Copy the data that follows exactly, and include none of its images.

○ ○ ○ ○ ○ ○ ○

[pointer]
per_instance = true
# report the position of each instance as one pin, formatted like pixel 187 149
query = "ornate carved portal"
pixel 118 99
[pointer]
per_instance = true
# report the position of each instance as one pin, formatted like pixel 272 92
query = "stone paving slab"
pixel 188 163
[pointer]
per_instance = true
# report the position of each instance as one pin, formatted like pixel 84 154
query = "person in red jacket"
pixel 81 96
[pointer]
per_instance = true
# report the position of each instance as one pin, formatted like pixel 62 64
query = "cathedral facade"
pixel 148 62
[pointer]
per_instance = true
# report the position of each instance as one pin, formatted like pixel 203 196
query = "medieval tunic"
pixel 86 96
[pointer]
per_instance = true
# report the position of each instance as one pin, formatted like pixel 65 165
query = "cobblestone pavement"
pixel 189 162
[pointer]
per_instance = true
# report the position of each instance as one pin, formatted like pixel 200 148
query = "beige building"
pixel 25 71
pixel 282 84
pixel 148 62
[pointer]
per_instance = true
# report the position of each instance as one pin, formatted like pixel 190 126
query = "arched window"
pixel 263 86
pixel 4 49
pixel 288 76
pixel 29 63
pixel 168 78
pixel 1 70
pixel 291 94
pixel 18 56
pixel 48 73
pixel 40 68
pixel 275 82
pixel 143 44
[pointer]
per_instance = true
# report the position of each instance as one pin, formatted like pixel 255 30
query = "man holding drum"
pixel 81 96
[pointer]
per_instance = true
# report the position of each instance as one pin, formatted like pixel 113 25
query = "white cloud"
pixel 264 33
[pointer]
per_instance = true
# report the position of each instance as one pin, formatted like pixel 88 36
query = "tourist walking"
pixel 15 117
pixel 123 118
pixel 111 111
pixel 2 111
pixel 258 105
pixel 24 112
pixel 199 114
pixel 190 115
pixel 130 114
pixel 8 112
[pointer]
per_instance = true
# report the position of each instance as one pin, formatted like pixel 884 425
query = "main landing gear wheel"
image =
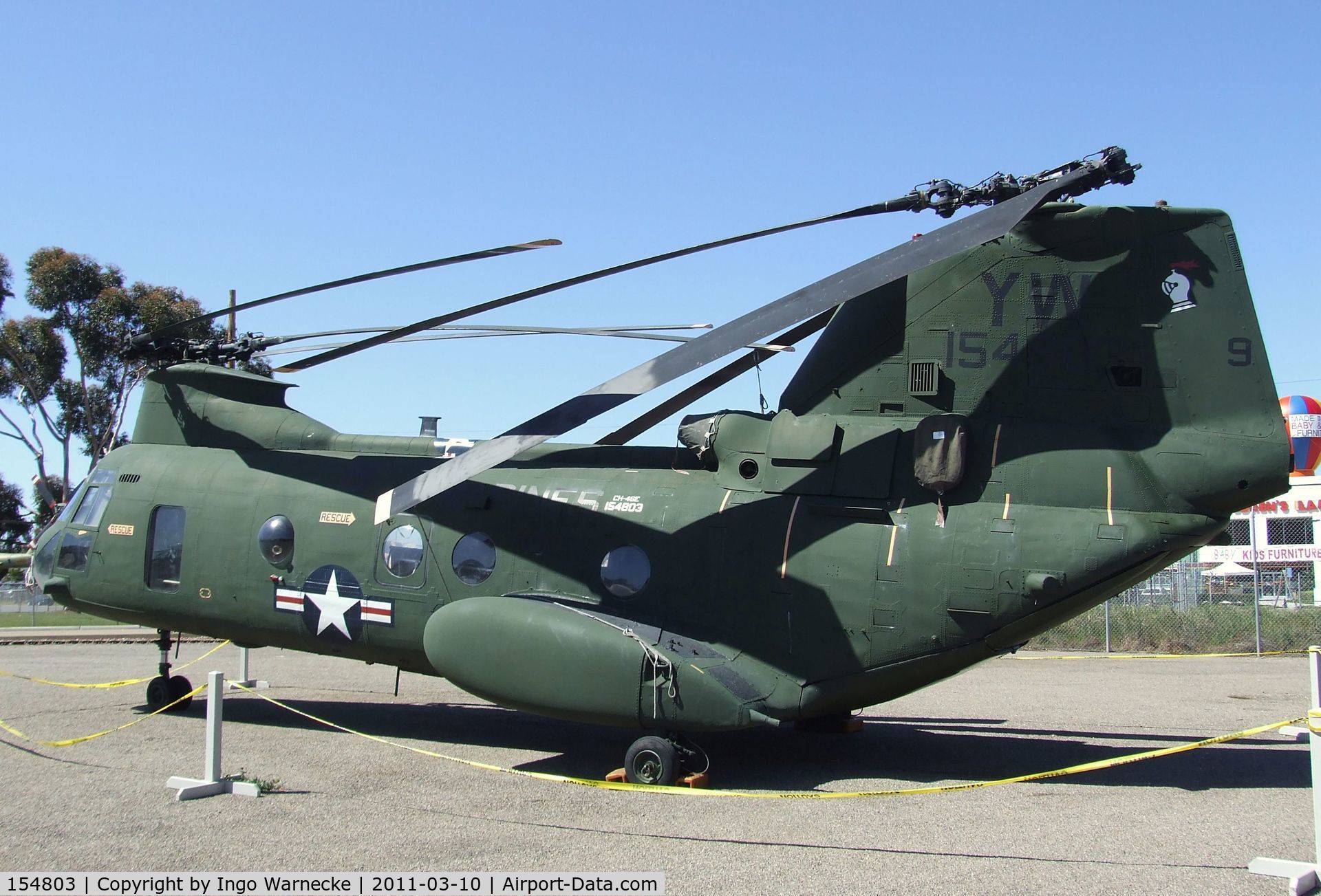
pixel 652 761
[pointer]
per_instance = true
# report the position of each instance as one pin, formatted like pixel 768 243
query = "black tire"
pixel 652 761
pixel 158 693
pixel 179 685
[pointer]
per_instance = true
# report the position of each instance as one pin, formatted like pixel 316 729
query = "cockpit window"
pixel 165 544
pixel 96 499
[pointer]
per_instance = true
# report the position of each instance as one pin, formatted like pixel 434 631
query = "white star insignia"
pixel 333 607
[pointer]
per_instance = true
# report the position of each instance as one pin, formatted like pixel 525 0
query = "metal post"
pixel 1256 581
pixel 245 680
pixel 1303 875
pixel 215 717
pixel 212 783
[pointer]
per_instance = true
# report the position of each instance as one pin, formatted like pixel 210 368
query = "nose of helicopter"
pixel 44 557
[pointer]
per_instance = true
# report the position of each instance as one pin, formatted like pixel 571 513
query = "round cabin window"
pixel 403 551
pixel 475 558
pixel 625 570
pixel 275 540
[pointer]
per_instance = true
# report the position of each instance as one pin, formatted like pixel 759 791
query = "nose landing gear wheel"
pixel 652 761
pixel 179 685
pixel 158 693
pixel 165 689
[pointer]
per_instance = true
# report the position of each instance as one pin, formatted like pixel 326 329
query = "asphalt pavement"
pixel 1188 822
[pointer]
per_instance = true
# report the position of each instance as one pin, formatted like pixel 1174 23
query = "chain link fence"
pixel 1203 607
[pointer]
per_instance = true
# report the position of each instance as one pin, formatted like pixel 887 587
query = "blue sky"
pixel 266 146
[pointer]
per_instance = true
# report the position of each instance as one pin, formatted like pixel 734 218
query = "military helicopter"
pixel 1003 423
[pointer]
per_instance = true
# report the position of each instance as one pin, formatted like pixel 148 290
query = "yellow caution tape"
pixel 109 684
pixel 70 742
pixel 1155 656
pixel 793 795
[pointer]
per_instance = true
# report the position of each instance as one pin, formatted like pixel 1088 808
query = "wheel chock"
pixel 700 780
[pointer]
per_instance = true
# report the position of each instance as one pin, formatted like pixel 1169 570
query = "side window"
pixel 625 570
pixel 165 549
pixel 475 558
pixel 402 552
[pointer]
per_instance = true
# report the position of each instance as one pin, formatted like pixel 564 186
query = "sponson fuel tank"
pixel 580 664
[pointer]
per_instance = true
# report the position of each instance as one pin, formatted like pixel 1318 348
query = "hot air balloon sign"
pixel 1304 419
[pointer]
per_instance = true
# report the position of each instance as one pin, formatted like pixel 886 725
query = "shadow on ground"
pixel 888 752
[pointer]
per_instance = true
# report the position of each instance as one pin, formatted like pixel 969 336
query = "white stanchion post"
pixel 245 680
pixel 192 788
pixel 1303 875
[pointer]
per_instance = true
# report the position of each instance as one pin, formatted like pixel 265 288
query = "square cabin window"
pixel 165 548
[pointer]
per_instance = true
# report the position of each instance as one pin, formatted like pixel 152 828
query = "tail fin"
pixel 1105 326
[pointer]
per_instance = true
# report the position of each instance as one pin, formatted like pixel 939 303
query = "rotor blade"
pixel 709 384
pixel 530 331
pixel 144 338
pixel 863 277
pixel 320 334
pixel 893 205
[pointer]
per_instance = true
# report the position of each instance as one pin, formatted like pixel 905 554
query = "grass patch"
pixel 25 618
pixel 262 784
pixel 1185 630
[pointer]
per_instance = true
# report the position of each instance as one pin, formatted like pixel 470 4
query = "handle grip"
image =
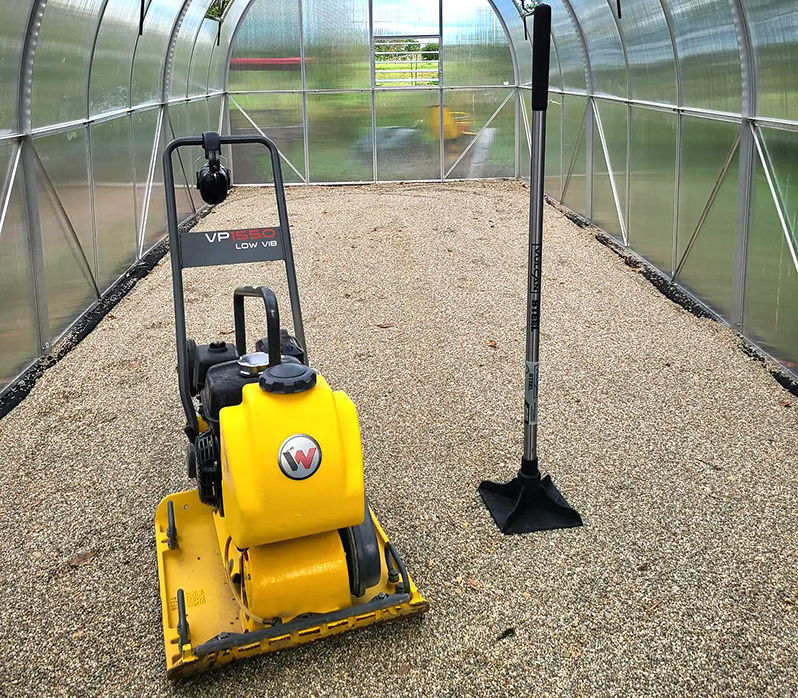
pixel 541 51
pixel 272 320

○ ○ ○ ○ ○ ○ ○

> **TASK ANSWER**
[pointer]
per_instance = true
# report the position of each instance as one pin, formatted like pixel 187 149
query = "ornate carved portal"
pixel 118 99
[pointer]
per_instance = true
# report the position of each instance as one pin, formatted like pixel 272 92
query = "stone paving slab"
pixel 188 163
[pointer]
per_instance = true
# report the position of each instance as one pin, formatted like pixel 84 154
query = "person in red jacket"
pixel 81 96
[pointer]
per_instance = true
# report the position of each instance as one pin, formatted like pixel 62 64
query = "cathedral facade"
pixel 148 62
[pointer]
per_instance = true
# report the position of each instance as one pin, formatted like pixel 203 196
query = "medieval tunic"
pixel 86 96
[pointer]
per_instance = true
# report the position of each instance as one pin, formatted like pixel 65 165
query = "cobblestone pavement"
pixel 189 162
[pointer]
per_instance = true
# report the position of each instance as one pin, formatted like pixel 200 148
query = "beige building"
pixel 25 71
pixel 282 84
pixel 148 62
[pointer]
per_instance = true
# report the position of each instance as one pin, formatted like pixel 190 126
query = "arched window"
pixel 263 86
pixel 4 49
pixel 288 76
pixel 29 63
pixel 168 78
pixel 1 70
pixel 291 94
pixel 18 56
pixel 48 73
pixel 40 68
pixel 275 82
pixel 143 44
[pointer]
per_instance = true
# report the position of each instance as one pin, formatted like pixel 255 30
query = "man holding drum"
pixel 81 96
[pointer]
per_instance = true
# report the position of each instance as one pin, formatted like pixel 113 25
query = "white cloud"
pixel 264 33
[pointer]
per_instance = true
# report the position of each instance as one pin, formatted like pixel 88 36
query = "tourist walking"
pixel 15 117
pixel 123 118
pixel 111 111
pixel 2 111
pixel 258 105
pixel 24 112
pixel 199 114
pixel 190 115
pixel 130 114
pixel 8 112
[pointer]
per_instance = true
# report the position of each instance as one pin, formatted like pixel 884 425
query = "main landing gear wheel"
image =
pixel 652 761
[pointer]
per_instance = true
# report the position of each instance as one pin, formatted like pixel 768 243
query = "black tire"
pixel 652 761
pixel 158 693
pixel 179 685
[pointer]
per_instance = true
# report the position of each instance as one pin, formatted like pixel 316 729
query = "cockpit window"
pixel 165 544
pixel 96 499
[pointer]
per_instance = true
# report the position of each instance as one pin, formatted like pixel 434 631
query = "white star insignia"
pixel 333 607
[pointer]
per_instance = true
# report the position of each instance as one pin, formatted like pixel 525 0
query = "metal post"
pixel 1256 581
pixel 245 680
pixel 1303 875
pixel 215 717
pixel 212 783
[pointer]
per_instance = true
# report the position of each instance as one pin, formatted like pixel 210 368
query = "nose of helicopter"
pixel 44 557
[pointer]
per_instance = true
# report the position of each instance as one pin, formatted like pixel 571 513
query = "round cabin window"
pixel 403 551
pixel 475 558
pixel 625 570
pixel 275 540
[pointer]
per_instance = true
# report the position of each instance as one pin, formatted like pixel 759 791
query = "nose landing gear wheel"
pixel 652 761
pixel 179 685
pixel 158 693
pixel 165 689
[pointer]
per_instance = true
# report the position of each instance as one pin, formatted like pixel 326 329
query = "asphalt pavement"
pixel 1188 822
[pointer]
per_instance = true
# report the position of each instance as one pin, formatted like pixel 1174 23
query = "chain link fence"
pixel 1203 607
[pointer]
per_instance = true
# report the position of each instance as one pin, formatted like pixel 887 587
query = "blue sky"
pixel 266 146
[pointer]
per_instance = true
# report the position of each instance as one pin, formatted like pixel 734 218
query = "military helicopter"
pixel 1003 423
[pointer]
per_instance = true
# report the position of each instance as one pin, formatted like pixel 148 290
query = "yellow caution tape"
pixel 109 684
pixel 70 742
pixel 1155 656
pixel 793 795
[pointer]
per_instance = true
# report the position of each instance as one pin, formatted like pixel 1088 808
query = "wheel chock"
pixel 700 780
[pointer]
per_instance = true
# report the position of each instance as one pin, formatted like pixel 1169 570
query = "side window"
pixel 625 570
pixel 165 549
pixel 475 558
pixel 402 552
[pointer]
per_instance = true
# report the position of each instance as one pin, formatted like pixel 564 186
query = "sponson fuel tank"
pixel 580 664
[pointer]
per_instance = true
# report the position of each instance as one pin, formatted like pixel 1318 348
query = "hot air balloon sign"
pixel 1304 419
[pointer]
per_instance = true
# report the position of each instance as one pin, formatted like pixel 886 725
query = "shadow on ground"
pixel 888 752
[pointer]
per_instance = true
# report the position of each instance as one pin, formatted like pixel 969 336
query = "white stanchion post"
pixel 245 680
pixel 192 788
pixel 1303 875
[pointer]
per_instance = true
# report the position of each instance as one pin, formatted like pixel 265 288
query = "square cabin window"
pixel 165 548
[pointer]
per_instance = true
# report the position of each instance as one pin, formatted like pixel 152 828
query = "tail fin"
pixel 1105 326
[pointer]
per_instance = true
# report the position of each instance as one pin, formatted like pixel 939 303
query = "rotor blade"
pixel 709 384
pixel 530 331
pixel 144 338
pixel 863 277
pixel 320 334
pixel 893 205
[pointer]
per_instance = true
# report the position of each instance as one pin, formatted like pixel 905 554
query = "grass patch"
pixel 25 618
pixel 262 784
pixel 1185 630
[pointer]
per_instance = true
# report the position of each instance as one pin, formatted like pixel 470 4
query = "handle grip"
image =
pixel 541 51
pixel 272 320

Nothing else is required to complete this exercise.